Stored data entries -
-=-=-
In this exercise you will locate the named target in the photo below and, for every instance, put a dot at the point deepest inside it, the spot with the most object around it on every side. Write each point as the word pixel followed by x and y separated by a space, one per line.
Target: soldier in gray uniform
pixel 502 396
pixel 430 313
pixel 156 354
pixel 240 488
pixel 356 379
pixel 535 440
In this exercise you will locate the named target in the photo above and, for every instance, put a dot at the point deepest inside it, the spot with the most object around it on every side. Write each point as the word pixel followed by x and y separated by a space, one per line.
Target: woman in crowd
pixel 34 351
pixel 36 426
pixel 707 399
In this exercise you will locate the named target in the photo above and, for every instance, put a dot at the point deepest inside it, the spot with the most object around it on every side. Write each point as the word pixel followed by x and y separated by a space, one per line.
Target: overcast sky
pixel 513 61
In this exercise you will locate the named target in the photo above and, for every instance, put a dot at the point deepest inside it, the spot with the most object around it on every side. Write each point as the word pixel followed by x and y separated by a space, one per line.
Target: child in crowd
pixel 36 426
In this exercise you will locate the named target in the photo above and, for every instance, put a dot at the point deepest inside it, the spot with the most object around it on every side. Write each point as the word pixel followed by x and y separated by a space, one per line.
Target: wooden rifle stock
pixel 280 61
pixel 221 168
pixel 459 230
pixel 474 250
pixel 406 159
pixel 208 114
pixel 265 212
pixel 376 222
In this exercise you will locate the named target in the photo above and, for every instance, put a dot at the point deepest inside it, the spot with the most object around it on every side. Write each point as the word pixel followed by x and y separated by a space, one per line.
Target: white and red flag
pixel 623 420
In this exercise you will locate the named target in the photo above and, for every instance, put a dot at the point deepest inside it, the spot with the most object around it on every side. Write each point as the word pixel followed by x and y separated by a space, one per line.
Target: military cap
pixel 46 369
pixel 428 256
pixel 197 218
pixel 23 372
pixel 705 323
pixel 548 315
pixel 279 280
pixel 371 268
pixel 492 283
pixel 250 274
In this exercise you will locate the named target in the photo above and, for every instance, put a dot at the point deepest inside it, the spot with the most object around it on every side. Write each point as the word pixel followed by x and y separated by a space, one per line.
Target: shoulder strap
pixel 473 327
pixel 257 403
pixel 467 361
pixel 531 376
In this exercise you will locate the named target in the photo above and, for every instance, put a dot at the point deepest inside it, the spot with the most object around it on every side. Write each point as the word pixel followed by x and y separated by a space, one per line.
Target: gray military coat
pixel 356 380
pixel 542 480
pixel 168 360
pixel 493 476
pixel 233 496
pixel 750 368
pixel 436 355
-=-=-
What you are asked to do -
Write the data above out again in full, exactly.

Your solution -
In this exercise you will locate the named target in the photo below and, for every instance, put a dot at the point deepest inside it, the spot with the most object around it on every side. Write each point as the word pixel followed by x and y separated by a space, one per line.
Target: soldier in gray uniform
pixel 502 396
pixel 430 313
pixel 156 354
pixel 240 488
pixel 356 379
pixel 535 440
In this exercise you will locate the named target in the photo above and, for every instance, put a dot at the point deepest inside it, the spot with the most object around it on every side. Write each point as the word pixel followed by x and y separated by a space, one per line.
Target: woman in crowd
pixel 34 351
pixel 36 426
pixel 707 399
In this exercise you will locate the named target in the photo above and, for every instance, put a dot at the point deepest inside it, the spot with the most object around it on every side. Write each point as the word pixel followed by x and y separated by a space, one per line.
Target: overcast sky
pixel 513 61
In this exercise you will locate the named target in the photo above and, for every instance, put a dot at the point deepest inside it, the spot with the most object around it on every side. Write each point as the word pixel followed by x and y separated by a space, one per line.
Target: child in crowd
pixel 36 426
In this exercise you will locate the named target in the photo above and, for every instance, put a dot at the point deepest inside it, the spot with the most object around it on every side. Write each point as the word pixel followed by x and y separated by a space, one per line.
Target: wooden rifle stock
pixel 280 61
pixel 221 168
pixel 459 230
pixel 474 250
pixel 406 159
pixel 208 114
pixel 265 212
pixel 376 222
In this exercise you will locate the named target in the photo above and, for every instance, put a dot at the point deepest inside it, the spot with the most object around it on every side. Write each point as the word pixel followed by x and y separated by a space, one per line.
Target: white and red flag
pixel 623 420
In this exercise you will locate the named target in the photo above and, for every instance, put a dot at the point deepest inside it, the spot with the most object around it on every side. Write each point as the word pixel followed by x and y separated by a space, one per line.
Target: military cap
pixel 46 369
pixel 428 256
pixel 197 218
pixel 23 372
pixel 705 323
pixel 548 315
pixel 279 280
pixel 371 268
pixel 492 283
pixel 250 274
In this exercise you will locate the named target in the photo above and, for every instance, put a dot at the point deepest inside it, the spot with the most object around it on every side. Write each point as the word pixel followed by x and y separated by a space, one per line.
Target: shoulder strap
pixel 473 327
pixel 257 403
pixel 467 361
pixel 531 376
In this exercise you will locate the named target in the photo above and, for every instance, put a dot at the point deepest inside it, the spot with the most object around it on every side. Write each point as the word pixel followed by x and y separated by a space, one per line.
Target: gray military coat
pixel 356 380
pixel 542 480
pixel 168 360
pixel 493 476
pixel 233 496
pixel 750 368
pixel 436 355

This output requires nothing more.